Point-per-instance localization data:

+-------+

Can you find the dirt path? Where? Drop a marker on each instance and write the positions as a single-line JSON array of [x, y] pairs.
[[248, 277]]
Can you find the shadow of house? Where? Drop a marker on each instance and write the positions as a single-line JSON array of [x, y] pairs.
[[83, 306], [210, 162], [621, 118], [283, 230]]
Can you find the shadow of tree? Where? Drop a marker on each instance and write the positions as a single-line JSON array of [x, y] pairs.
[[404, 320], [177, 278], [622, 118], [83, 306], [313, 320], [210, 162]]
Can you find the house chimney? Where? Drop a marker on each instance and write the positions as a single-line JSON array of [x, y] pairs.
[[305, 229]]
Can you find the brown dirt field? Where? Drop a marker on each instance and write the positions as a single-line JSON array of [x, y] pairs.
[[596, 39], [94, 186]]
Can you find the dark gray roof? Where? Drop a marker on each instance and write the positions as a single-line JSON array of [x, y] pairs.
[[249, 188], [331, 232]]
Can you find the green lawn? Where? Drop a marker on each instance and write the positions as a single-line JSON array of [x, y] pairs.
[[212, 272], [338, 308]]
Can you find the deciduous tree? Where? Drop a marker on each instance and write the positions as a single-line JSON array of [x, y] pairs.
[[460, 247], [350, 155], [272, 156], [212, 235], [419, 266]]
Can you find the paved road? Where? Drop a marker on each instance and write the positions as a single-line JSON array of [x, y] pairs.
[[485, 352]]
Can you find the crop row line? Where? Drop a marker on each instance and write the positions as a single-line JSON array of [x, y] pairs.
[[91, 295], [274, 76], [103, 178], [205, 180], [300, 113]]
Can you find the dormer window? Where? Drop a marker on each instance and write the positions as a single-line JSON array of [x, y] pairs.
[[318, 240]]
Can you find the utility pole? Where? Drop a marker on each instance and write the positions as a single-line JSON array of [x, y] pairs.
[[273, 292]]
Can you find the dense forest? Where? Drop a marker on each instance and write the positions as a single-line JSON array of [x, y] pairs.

+-------+

- Work required:
All the records are to be transcribed exactly, with no line missing.

- Task response:
Can you find the dirt path? Where? Drop a marker on each instance and write the positions as a single-line JSON array of [x, y] pairs.
[[248, 277]]
Can you find the shadow of house? Where? Drop a marker on each instance and write the positions as a single-line JSON array of [x, y] pairs.
[[83, 306], [210, 162], [621, 118], [283, 230]]
Can you find the shadow of tree? Where? Drop a marker on each instance and write the positions as a single-line JSON array of [x, y] pairs.
[[404, 320], [177, 278], [622, 118], [83, 306], [313, 320], [210, 162]]
Can you find the house chimney? Where? Drop a marker on each instance and write the positions as a single-line JSON array of [x, y] pairs.
[[305, 229]]
Can you find the brown dirt field? Where? Drop a marker on each instance and write the positions as a single-line JSON array of [x, y] pairs.
[[596, 39], [94, 186]]
Can you find the dark gray roof? Where? Drop a marker on each instance and write the positions as a single-line JSON array of [x, y] pairs.
[[249, 188], [331, 232]]
Can you find the green lawn? Where? Drop a marker on each instance and write the positions as a single-line JSON array of [x, y] pairs.
[[212, 272], [338, 308]]
Can you find the deciduous tree? Where? Drop a marker on each instance and write the positions as a single-line JSON array of [x, y] pairs.
[[460, 247], [350, 155], [272, 156], [212, 235], [419, 266]]
Can you find the paved road? Where? Drop a marker on each instance and write the positions as a single-line JSON array of [x, y] pairs.
[[485, 352]]
Can you find the crop row line? Where? Drop a marker on each instance and write the positions as a single-line JSON array of [x, y] pairs.
[[91, 295], [274, 76], [103, 178], [205, 180], [300, 113]]
Can you find the dormer window? Where? Drop a marker on each instance and write the positions as a single-line JSON array of [x, y] pairs.
[[318, 240]]
Can you find the utility pole? Where? Drop a marker on each instance and write the positions as a single-line JSON array of [x, y] pairs.
[[273, 292]]
Can you find the dense forest? Where? Drop a marker on each instance and write the positions as a single-line JSON array of [x, y] pairs.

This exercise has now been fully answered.